### AUFGABENSTELLUNG
1. Beantworte diese Fragen zum Forenthread über das Einbinden von WMA-Dateien:
(a) Welche Buttons soll der Player auf der Seite mindestens haben?
(b) Nach welchem Begriff soll in Selfhtml gesucht werden?
(c) Welche Datei steht im src-Attribut des gezeigten embed-Tags?
2. Führe den Forenthread über das Einbinden von WMA-Dateien nach seinem letzten Satz weiter.

═══ AUSZUG

# WMA in website einbinden??



## Precog (23. November 2002)

hallo zusammen...

weiß jemand, wie ich eine wma datei
(nur sound) in meine website bekomme?
so dass auf meiner page ein player
mit den wichtigsten buttons (play, pause,
stopp) ist, der meine file abspielt.

thx schon mal,
victork


----------



## THE REAL TOOLKIT (23. November 2002)

Joa.
Selfhtml weiß dat.
Such mal nach embed.


----------



## Precog (23. November 2002)

thx,

muss oder sollte ich für den
IE noch n tag dazumachen?
vielleicht objekt oder so?
oder reicht das:
<embed src="yippee.wav" width="140" height="60">
für beide?

thx,
victork

und noch ein porblem:
ich kann die gatei net abspielen.

══════
═══ GEZEIGTES MATERIAL

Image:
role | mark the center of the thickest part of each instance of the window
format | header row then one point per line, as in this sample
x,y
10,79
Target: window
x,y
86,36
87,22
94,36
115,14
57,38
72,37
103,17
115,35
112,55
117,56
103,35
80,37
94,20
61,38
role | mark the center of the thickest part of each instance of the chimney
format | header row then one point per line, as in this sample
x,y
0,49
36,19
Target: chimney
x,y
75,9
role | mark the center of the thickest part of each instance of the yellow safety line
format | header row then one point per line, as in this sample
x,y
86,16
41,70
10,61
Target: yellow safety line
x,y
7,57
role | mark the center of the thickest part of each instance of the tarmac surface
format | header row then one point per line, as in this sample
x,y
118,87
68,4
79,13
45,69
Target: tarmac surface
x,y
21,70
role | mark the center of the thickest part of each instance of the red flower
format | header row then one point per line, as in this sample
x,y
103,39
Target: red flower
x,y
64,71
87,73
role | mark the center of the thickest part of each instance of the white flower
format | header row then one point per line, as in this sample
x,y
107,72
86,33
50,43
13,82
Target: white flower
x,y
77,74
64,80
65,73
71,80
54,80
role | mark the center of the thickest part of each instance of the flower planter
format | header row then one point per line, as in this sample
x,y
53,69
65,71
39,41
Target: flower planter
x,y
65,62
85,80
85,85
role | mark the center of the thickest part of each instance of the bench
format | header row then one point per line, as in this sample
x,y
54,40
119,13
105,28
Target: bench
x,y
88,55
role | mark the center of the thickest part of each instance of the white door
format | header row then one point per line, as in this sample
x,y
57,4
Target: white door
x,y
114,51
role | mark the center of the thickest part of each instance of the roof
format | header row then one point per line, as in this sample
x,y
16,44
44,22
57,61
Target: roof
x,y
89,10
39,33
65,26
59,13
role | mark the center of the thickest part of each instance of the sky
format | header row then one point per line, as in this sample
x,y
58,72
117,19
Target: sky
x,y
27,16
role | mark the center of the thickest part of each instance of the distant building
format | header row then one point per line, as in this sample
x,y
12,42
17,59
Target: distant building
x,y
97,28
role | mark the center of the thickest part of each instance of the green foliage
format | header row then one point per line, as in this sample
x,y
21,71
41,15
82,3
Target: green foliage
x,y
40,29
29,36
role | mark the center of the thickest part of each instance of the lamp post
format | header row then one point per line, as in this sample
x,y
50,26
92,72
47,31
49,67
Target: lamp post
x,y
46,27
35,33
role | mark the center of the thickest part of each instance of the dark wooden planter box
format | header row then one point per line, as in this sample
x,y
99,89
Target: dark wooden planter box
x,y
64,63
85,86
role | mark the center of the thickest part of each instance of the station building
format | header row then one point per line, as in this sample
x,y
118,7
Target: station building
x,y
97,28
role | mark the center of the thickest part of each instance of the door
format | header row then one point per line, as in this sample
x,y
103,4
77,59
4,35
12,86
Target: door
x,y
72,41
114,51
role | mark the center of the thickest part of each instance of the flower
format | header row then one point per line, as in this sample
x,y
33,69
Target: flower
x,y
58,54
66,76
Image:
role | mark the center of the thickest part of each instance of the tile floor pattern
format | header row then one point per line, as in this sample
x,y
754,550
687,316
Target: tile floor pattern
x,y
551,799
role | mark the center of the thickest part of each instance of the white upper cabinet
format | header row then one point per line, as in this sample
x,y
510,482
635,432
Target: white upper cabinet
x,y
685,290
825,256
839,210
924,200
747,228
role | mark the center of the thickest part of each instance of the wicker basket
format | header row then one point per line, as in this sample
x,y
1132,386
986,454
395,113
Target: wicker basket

══════

### LÖSUNGEN
1.
(a) Play, Pause und Stopp.
(b) Nach „embed“.
(c) yippee.wav

2.
die bttons sind grau,
man kann net draufklicken) und wenn
ich autostart="true" eingebe, passiert auch nix..

thx,
victork

muss ich da auch noch ne url zum plugin
angeben, oder ist das optional?


----------



## THE REAL TOOLKIT (24. November 2002)

Komisch,also bei mir gehts auch wenn ich einfach nen Link zur wma datei aufrufe.
Kannst gerne auch noch object machen und die plugin url ist natürlich optional.

Btw,man kann hier auch editieren.


----------



## Precog (24. November 2002)

was kann man editieren?
seh ich nicht... 

naja, das klappt bei mir imma noch nicht!
also mach ich den ganzen kram jetzt mit flash...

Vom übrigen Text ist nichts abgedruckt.